Starting with the line that holds "Where can the dry", reproduce each line through the last one of the data, exactly as written. Pictures are not copied.

-- -- --

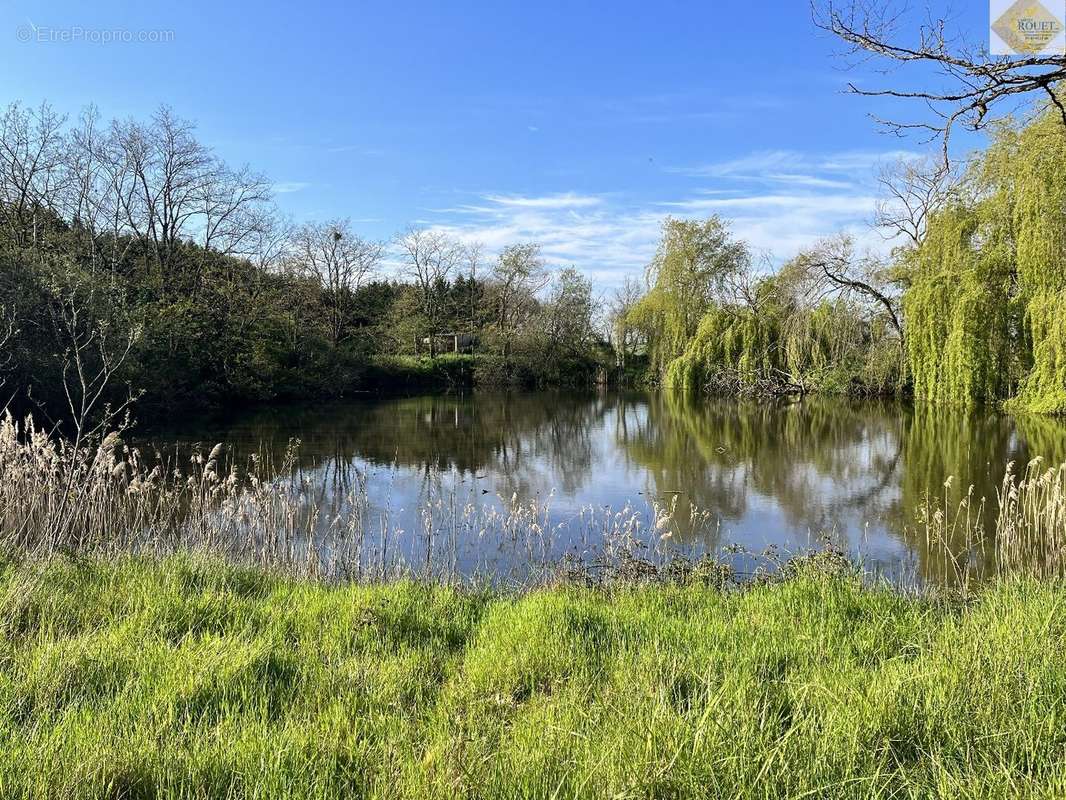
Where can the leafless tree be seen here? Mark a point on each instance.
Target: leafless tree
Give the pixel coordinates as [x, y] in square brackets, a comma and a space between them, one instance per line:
[973, 82]
[94, 352]
[625, 336]
[429, 259]
[168, 187]
[340, 260]
[31, 155]
[835, 260]
[518, 275]
[911, 192]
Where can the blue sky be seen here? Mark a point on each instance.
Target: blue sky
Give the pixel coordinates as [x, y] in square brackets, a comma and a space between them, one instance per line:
[577, 125]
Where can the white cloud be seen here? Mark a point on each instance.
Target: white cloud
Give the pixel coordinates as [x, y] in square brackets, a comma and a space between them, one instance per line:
[287, 187]
[778, 202]
[553, 201]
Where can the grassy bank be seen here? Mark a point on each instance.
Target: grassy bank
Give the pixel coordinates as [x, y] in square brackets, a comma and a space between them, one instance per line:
[191, 678]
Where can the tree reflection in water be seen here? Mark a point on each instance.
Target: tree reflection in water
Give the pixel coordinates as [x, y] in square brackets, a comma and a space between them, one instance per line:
[781, 474]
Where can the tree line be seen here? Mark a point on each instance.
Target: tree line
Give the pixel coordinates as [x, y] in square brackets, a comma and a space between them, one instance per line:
[134, 262]
[969, 306]
[136, 265]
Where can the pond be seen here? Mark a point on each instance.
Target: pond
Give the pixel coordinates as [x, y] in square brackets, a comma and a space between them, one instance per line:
[780, 476]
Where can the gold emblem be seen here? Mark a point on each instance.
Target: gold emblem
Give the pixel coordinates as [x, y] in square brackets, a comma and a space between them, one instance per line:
[1028, 28]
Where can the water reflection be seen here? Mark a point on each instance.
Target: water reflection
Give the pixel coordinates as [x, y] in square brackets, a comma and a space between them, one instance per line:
[769, 474]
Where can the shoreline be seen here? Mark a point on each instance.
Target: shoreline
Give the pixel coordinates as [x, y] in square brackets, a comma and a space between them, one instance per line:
[186, 676]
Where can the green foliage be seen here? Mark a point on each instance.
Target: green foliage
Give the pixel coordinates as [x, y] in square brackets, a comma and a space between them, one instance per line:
[986, 304]
[191, 678]
[690, 270]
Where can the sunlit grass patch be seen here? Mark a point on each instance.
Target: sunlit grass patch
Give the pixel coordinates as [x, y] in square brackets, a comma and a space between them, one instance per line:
[190, 677]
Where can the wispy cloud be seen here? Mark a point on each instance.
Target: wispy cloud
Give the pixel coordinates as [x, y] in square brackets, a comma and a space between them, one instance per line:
[779, 203]
[288, 187]
[552, 201]
[785, 165]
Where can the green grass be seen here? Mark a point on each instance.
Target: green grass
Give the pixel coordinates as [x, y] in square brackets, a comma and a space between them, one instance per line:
[191, 678]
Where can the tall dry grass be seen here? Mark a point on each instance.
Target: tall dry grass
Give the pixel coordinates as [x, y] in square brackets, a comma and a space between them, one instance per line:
[111, 499]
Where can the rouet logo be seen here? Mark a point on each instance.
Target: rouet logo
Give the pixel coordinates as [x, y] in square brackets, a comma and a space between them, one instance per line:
[1028, 27]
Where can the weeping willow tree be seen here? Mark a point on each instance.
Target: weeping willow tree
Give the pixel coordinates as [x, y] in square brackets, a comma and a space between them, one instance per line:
[790, 332]
[694, 265]
[985, 309]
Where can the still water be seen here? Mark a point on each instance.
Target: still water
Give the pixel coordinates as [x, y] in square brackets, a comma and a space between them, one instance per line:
[765, 475]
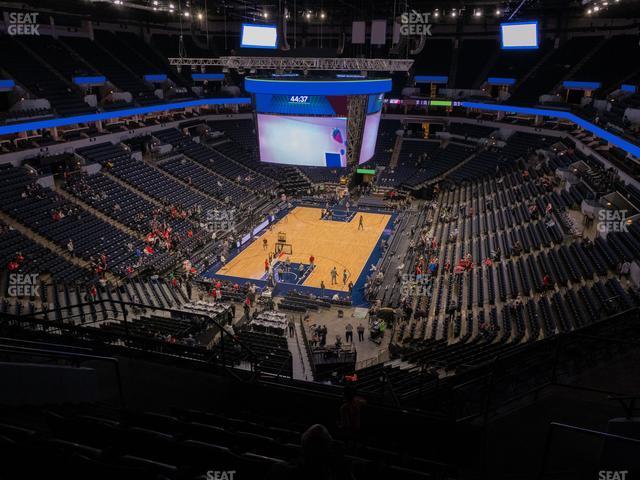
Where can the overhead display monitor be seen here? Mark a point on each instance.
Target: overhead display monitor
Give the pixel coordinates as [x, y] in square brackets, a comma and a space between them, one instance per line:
[259, 36]
[369, 137]
[301, 140]
[519, 35]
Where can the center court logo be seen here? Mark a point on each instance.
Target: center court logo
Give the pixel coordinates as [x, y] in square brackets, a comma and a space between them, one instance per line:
[21, 23]
[23, 285]
[415, 23]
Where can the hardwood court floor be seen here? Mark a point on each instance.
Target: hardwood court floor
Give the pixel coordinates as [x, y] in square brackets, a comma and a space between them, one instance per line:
[338, 244]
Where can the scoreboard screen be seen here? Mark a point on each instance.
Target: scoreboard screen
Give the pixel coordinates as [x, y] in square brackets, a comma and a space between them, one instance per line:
[302, 140]
[519, 35]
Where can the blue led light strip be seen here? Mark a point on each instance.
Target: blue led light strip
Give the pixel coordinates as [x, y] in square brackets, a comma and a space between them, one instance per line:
[317, 87]
[94, 117]
[431, 79]
[600, 132]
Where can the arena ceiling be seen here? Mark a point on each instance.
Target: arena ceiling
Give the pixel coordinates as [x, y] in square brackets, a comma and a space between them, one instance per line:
[324, 11]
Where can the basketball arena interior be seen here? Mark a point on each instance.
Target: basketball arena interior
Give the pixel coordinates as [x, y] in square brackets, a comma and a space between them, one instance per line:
[324, 240]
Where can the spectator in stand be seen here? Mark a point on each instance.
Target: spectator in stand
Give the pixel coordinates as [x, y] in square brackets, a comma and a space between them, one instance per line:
[319, 459]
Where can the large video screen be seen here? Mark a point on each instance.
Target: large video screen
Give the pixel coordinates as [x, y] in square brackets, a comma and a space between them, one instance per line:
[306, 141]
[519, 35]
[259, 36]
[369, 137]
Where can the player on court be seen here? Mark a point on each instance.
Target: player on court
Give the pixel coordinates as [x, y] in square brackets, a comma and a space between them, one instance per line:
[334, 276]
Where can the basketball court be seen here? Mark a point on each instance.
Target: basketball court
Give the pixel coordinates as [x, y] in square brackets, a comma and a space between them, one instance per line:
[333, 242]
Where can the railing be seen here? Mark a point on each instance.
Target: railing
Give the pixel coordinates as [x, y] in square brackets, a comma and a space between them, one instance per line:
[554, 427]
[128, 340]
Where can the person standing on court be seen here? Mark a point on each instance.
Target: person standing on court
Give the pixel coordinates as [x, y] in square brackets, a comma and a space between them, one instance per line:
[360, 332]
[291, 327]
[348, 333]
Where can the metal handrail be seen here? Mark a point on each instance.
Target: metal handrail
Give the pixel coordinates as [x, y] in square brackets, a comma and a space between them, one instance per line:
[252, 355]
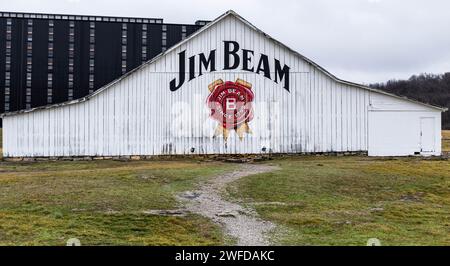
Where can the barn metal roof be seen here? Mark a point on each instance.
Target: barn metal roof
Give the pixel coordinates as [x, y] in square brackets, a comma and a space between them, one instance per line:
[206, 27]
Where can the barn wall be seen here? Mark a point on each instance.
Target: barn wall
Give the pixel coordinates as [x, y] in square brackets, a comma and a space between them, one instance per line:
[139, 115]
[395, 127]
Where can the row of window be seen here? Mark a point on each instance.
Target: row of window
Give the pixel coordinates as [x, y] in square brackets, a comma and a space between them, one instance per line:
[91, 55]
[144, 43]
[51, 32]
[124, 48]
[29, 66]
[71, 50]
[82, 18]
[71, 59]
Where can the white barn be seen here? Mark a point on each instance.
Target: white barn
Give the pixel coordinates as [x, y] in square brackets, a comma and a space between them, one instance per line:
[274, 101]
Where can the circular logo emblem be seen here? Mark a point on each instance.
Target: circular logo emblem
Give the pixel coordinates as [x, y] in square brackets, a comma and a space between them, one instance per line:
[230, 103]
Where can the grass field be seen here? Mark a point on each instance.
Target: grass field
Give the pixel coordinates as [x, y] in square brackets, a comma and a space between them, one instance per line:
[101, 203]
[315, 200]
[347, 200]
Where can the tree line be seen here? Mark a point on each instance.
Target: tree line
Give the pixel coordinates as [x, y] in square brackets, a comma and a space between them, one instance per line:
[428, 88]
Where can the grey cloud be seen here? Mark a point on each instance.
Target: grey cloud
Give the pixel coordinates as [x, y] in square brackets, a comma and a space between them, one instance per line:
[359, 40]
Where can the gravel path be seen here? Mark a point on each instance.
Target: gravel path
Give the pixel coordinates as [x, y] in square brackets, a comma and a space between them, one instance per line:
[239, 222]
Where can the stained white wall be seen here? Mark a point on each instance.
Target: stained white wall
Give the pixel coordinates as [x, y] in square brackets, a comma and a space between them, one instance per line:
[395, 127]
[139, 115]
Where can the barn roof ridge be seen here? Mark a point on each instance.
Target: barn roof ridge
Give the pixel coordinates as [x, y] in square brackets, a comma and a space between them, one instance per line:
[204, 28]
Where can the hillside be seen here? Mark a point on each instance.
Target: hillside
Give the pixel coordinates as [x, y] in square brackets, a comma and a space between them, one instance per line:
[428, 88]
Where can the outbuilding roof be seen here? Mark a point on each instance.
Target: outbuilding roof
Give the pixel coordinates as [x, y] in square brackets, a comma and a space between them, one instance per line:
[205, 28]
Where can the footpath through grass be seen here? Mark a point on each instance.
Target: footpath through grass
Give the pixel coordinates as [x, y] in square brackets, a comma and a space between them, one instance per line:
[347, 200]
[101, 203]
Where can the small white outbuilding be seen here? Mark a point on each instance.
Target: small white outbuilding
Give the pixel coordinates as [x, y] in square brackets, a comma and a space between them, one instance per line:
[227, 89]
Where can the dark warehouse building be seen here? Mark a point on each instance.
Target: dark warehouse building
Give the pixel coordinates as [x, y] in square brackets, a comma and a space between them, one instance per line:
[48, 58]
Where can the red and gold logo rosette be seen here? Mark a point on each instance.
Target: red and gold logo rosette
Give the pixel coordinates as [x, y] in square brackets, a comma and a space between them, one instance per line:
[231, 106]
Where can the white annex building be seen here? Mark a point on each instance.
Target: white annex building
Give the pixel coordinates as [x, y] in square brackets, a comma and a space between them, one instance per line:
[229, 88]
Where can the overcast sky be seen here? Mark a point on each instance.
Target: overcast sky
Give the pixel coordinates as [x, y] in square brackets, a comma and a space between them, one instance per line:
[363, 41]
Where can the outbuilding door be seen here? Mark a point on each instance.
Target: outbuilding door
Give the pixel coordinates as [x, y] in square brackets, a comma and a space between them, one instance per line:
[427, 134]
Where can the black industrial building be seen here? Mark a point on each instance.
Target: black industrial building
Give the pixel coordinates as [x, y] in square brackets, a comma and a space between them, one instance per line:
[48, 58]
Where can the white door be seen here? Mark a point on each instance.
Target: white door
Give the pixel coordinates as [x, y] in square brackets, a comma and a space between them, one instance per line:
[427, 134]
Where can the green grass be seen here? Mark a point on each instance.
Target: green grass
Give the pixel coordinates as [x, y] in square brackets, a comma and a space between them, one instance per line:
[347, 200]
[101, 203]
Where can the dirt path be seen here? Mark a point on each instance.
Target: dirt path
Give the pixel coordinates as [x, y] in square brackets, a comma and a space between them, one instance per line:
[239, 222]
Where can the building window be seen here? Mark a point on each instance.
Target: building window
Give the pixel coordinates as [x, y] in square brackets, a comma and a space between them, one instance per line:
[91, 56]
[124, 48]
[29, 67]
[164, 38]
[71, 56]
[8, 63]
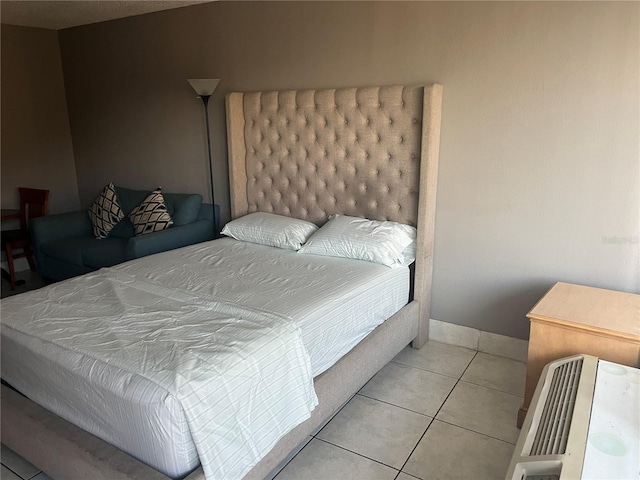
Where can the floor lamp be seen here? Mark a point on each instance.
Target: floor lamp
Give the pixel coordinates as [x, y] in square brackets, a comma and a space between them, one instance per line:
[205, 87]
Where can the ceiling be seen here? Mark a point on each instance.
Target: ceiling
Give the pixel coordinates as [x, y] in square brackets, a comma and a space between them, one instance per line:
[59, 14]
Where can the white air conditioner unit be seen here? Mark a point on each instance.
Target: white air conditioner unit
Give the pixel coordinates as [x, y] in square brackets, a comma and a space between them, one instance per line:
[583, 422]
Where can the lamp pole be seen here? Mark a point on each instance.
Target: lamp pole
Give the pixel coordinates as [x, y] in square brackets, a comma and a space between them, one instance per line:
[205, 88]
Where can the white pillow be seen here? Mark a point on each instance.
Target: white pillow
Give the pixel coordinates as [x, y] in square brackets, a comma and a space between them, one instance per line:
[388, 243]
[270, 229]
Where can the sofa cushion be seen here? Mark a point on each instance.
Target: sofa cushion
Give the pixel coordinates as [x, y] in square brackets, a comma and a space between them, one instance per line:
[111, 251]
[105, 212]
[184, 208]
[130, 199]
[81, 250]
[151, 215]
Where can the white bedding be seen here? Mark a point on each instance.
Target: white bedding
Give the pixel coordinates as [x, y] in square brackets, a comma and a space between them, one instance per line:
[333, 302]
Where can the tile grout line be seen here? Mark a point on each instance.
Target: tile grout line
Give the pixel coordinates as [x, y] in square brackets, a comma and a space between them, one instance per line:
[359, 454]
[440, 408]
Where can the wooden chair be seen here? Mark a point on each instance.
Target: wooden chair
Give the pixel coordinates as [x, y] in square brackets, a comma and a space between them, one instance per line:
[33, 203]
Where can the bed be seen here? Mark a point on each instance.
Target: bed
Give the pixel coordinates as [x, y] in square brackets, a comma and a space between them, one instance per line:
[363, 152]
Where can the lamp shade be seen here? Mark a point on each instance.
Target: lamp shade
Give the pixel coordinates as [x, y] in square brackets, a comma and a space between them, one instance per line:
[204, 86]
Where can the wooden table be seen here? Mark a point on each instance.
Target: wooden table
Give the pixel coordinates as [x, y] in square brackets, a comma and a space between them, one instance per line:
[572, 319]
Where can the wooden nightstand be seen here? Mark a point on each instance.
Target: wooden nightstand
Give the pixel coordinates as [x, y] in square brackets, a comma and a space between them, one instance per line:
[572, 319]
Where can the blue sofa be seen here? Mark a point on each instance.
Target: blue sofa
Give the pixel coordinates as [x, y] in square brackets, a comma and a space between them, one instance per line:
[65, 246]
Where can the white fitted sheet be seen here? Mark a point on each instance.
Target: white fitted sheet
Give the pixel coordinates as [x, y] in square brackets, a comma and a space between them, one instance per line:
[335, 302]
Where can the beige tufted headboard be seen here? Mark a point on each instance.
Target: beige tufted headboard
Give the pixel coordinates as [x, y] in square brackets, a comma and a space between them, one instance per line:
[369, 152]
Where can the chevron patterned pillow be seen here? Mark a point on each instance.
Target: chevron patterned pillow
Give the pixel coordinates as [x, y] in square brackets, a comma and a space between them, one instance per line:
[151, 215]
[105, 212]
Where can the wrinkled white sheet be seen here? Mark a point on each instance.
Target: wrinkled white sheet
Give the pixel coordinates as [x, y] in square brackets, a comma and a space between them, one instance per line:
[241, 374]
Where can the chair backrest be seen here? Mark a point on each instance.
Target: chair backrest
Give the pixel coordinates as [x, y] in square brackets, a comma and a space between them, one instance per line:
[33, 203]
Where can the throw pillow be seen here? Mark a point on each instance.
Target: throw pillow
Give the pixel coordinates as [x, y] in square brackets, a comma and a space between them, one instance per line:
[105, 212]
[151, 215]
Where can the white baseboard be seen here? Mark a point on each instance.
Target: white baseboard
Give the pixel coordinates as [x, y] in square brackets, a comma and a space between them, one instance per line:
[474, 339]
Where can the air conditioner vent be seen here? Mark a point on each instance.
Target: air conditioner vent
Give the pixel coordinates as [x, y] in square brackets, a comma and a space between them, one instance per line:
[555, 421]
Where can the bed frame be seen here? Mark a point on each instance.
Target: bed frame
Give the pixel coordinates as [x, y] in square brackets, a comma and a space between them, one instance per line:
[369, 152]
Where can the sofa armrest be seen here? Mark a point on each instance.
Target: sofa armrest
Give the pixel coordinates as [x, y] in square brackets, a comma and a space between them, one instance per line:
[56, 227]
[174, 237]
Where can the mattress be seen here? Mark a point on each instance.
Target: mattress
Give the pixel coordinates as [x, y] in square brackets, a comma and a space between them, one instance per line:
[334, 302]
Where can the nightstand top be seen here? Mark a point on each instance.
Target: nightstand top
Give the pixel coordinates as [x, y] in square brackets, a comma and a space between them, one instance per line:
[597, 309]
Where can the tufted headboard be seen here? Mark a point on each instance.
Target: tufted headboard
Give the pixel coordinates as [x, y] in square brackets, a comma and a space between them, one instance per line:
[368, 152]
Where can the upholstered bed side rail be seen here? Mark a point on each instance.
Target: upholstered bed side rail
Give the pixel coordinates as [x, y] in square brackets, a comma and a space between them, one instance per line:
[336, 386]
[77, 454]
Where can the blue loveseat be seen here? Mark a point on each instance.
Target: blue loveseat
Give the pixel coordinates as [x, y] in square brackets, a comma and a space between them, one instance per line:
[65, 246]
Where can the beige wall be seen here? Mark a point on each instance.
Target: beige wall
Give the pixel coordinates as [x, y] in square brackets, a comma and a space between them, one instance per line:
[36, 139]
[539, 173]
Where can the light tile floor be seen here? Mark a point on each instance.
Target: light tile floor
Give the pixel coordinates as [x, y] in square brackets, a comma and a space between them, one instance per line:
[442, 412]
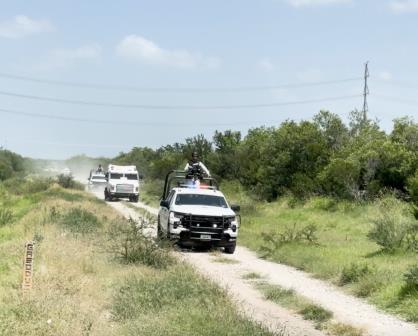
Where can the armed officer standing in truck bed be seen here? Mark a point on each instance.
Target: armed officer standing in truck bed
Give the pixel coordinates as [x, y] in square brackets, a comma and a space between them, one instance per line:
[195, 167]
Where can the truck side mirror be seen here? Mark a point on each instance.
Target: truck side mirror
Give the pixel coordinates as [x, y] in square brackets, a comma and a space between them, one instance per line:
[235, 208]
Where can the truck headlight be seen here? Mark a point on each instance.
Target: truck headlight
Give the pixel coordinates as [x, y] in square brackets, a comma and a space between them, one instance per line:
[176, 217]
[230, 222]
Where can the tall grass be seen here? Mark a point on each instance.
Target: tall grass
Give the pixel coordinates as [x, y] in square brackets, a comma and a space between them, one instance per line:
[80, 289]
[343, 253]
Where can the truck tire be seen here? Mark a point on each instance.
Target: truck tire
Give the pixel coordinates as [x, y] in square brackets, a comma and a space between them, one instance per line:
[230, 249]
[160, 234]
[134, 199]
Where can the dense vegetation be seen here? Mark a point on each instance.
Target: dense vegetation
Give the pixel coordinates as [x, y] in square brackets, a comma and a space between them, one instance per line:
[337, 200]
[319, 157]
[83, 285]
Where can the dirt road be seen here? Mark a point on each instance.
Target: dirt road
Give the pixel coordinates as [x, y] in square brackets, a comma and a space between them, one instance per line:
[346, 309]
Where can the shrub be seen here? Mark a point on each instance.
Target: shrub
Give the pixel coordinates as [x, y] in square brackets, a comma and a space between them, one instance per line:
[353, 273]
[412, 186]
[145, 294]
[78, 220]
[411, 277]
[128, 241]
[6, 216]
[324, 203]
[274, 241]
[68, 182]
[394, 226]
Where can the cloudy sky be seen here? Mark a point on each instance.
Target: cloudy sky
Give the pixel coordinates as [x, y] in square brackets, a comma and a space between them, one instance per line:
[99, 77]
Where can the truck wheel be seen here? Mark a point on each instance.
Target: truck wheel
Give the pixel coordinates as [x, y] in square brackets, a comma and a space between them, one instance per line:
[160, 234]
[230, 249]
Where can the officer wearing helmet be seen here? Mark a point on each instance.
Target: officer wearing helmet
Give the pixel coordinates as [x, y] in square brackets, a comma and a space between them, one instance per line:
[195, 167]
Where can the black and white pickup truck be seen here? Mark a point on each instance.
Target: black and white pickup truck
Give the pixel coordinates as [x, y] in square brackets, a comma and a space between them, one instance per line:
[197, 215]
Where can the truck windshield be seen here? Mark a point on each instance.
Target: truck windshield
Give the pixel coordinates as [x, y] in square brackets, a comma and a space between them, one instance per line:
[193, 199]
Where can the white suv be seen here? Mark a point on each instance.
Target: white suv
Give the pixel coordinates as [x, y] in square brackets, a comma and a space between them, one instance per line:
[195, 216]
[122, 182]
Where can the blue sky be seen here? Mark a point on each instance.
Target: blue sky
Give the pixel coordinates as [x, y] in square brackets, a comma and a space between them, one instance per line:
[198, 45]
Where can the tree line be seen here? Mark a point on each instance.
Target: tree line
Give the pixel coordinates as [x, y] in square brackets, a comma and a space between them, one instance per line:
[324, 156]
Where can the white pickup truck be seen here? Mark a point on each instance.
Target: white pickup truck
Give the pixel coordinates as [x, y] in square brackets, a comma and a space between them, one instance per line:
[122, 182]
[198, 216]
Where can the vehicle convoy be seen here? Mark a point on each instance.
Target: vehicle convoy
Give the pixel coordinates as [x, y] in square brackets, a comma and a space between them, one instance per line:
[122, 182]
[194, 213]
[96, 180]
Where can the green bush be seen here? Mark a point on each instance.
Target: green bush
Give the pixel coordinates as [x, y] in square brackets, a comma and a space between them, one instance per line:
[411, 277]
[394, 226]
[68, 182]
[293, 234]
[353, 273]
[324, 203]
[144, 294]
[6, 216]
[128, 241]
[78, 220]
[412, 186]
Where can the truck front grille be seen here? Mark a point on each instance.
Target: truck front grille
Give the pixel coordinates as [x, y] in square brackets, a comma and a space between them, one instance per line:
[124, 188]
[213, 225]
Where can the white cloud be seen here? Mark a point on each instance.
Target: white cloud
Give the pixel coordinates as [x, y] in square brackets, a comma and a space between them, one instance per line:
[310, 75]
[404, 6]
[265, 64]
[312, 3]
[385, 75]
[64, 57]
[22, 26]
[140, 49]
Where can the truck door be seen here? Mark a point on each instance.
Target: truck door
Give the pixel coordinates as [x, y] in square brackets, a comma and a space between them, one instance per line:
[165, 213]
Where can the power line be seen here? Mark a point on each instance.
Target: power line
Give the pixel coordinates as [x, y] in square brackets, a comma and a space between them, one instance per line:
[176, 90]
[397, 99]
[173, 107]
[130, 123]
[365, 91]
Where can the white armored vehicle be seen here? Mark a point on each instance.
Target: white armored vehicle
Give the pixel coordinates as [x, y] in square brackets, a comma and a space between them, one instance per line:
[197, 214]
[96, 180]
[122, 182]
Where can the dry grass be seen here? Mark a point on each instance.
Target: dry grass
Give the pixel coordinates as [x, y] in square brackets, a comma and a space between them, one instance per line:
[78, 282]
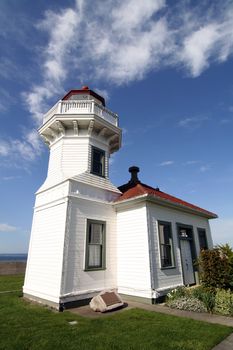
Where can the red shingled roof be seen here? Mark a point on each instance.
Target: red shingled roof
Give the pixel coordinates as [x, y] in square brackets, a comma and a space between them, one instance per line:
[140, 189]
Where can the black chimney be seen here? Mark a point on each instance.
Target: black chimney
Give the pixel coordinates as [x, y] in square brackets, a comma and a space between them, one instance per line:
[134, 170]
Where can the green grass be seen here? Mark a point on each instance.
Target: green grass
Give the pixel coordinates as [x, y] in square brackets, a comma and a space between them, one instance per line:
[26, 326]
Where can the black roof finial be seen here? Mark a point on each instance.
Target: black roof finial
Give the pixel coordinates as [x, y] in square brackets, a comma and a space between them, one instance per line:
[134, 170]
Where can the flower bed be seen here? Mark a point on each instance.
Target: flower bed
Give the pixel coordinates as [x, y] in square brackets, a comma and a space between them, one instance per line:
[200, 299]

-- -- --

▶ _Solution for this problem_:
Where can the dry grass be seen here? Mark a point on each instance.
Target: dry grass
Give the pixel coordinates as [x, y] in square brackets, a comma and a space between them, one instance per line:
[78, 282]
Where can the red shingled roof be seen here? Mark a point on each instance.
Target: red shingled roof
Give the pixel coordinates as [x, y] in square brackets, a comma and a space between them, one instance per line:
[140, 189]
Where can the black chimney be seen here? Mark a point on each instance.
Target: black chimney
Give the pixel coordinates as [x, y] in square brackets, a comma and a space between them, one instance per line:
[134, 170]
Where can the green grass be seen here? Mark a point on each instance.
Target: green grass
Give the pixel coordinates as [x, y] in square brackets, a comma and a space between them, one instance per line:
[26, 326]
Where can the black roof finial be seen here? Mark a point on each instance.
Target: black roof finial
Give the pixel coordinates as [x, y] in square brackets, a comma and a space between them, one instance per line:
[134, 170]
Where can the flower bed be seen here? Mark a point on each instance.
Target: flower bed
Give the pixel coordinates as [x, y] in square brackets, a comma and a space between them, one instance per line:
[200, 299]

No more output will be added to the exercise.